▶ _Task to carry out_
With the images removed, repeat the data below exactly.

▶ _Materials provided_
※ ※ ※
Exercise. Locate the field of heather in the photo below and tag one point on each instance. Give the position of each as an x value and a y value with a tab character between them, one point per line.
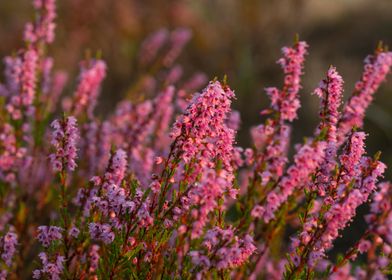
142	140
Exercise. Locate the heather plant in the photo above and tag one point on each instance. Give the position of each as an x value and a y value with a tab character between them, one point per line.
160	189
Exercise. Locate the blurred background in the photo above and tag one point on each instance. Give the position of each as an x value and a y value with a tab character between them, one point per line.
240	38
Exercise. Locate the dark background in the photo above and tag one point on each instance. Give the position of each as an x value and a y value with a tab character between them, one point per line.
239	38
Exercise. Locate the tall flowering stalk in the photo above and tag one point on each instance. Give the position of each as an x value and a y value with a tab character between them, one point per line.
376	69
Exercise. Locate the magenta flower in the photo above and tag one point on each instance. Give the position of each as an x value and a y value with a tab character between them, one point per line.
375	71
46	235
8	245
64	139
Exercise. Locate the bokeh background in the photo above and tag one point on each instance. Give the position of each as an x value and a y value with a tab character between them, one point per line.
240	38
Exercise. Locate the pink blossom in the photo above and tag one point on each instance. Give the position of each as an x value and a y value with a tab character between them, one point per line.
8	245
64	139
46	235
375	71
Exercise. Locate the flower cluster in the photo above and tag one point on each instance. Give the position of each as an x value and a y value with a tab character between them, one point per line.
64	138
160	189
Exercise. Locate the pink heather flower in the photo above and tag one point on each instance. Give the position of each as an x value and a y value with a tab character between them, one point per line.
178	39
52	270
97	145
234	120
286	101
163	117
93	258
12	73
151	46
11	156
202	128
43	28
343	211
74	232
174	75
22	103
102	232
46	235
364	246
90	79
330	91
195	82
228	257
307	160
375	71
351	158
8	245
64	139
46	66
205	194
117	167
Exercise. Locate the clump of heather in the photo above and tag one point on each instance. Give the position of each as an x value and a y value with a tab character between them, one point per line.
※ ※ ※
▶ _Complete answer_
Exercise. Locate the field of heather in the photo below and tag one point on each instance. Give the position of each as an x value and a y value with a tab character between them, one point per line.
142	140
Exercise. Locate the heather plant in the photo above and tag one point on each instance. Give the position of each as an x value and a y value with a tab character between them, one point per line.
160	189
Exercise. Locate the blurred background in the photo above and tag one point on each instance. Give the position of each as an x value and a y value with a tab character between them, one point per line.
240	38
Exercise. Locate the dark background in the photo above and tag one point on each instance. Give the position of each as an x value and a y value with a tab character between them, one point per line.
239	38
Exercise. Locate the tall flowering stalk in the photo above and tag one point on each instance. Give the position of each as an x value and a y value with a tab character between them, one point per line.
376	69
Exercise. Locate the magenta flower in the photo above and tag one point on each instance. Give the position of each as an x value and a y value with a tab character between them, one point per line.
375	71
46	235
8	245
64	139
Exercise. Locate the bokeh background in the photo above and tag one point on each instance. Give the position of each as an x value and a y value with a tab character between them, one point per line.
240	38
Exercise. Locate the pink blossom in the photo above and tag one point on each instance. Give the position of each as an x value and a y value with a tab character between them, one point per line.
8	245
64	139
46	235
375	71
Exercise. Locate the flower cluster in the photo above and tag one point on each instance. Give the position of each as an x value and a y value with a tab character between them, one point per line.
64	138
160	189
Exercise. Locate the pink heather flower in the photo above and tag one point on each instance. Give the position of each as an x value and a y value with a tab character between them, one point per line.
178	39
52	270
97	145
234	120
286	101
163	117
93	258
12	73
151	46
11	156
202	128
43	28
343	211
74	232
174	75
22	103
102	232
46	235
364	246
90	79
330	91
195	82
228	257
307	160
375	71
351	158
8	245
64	139
46	66
205	194
117	167
Exercise. Locate the clump of heather in the photo above and tag one point on each instance. Give the position of each as an x value and a y value with a tab character between them, one point per line.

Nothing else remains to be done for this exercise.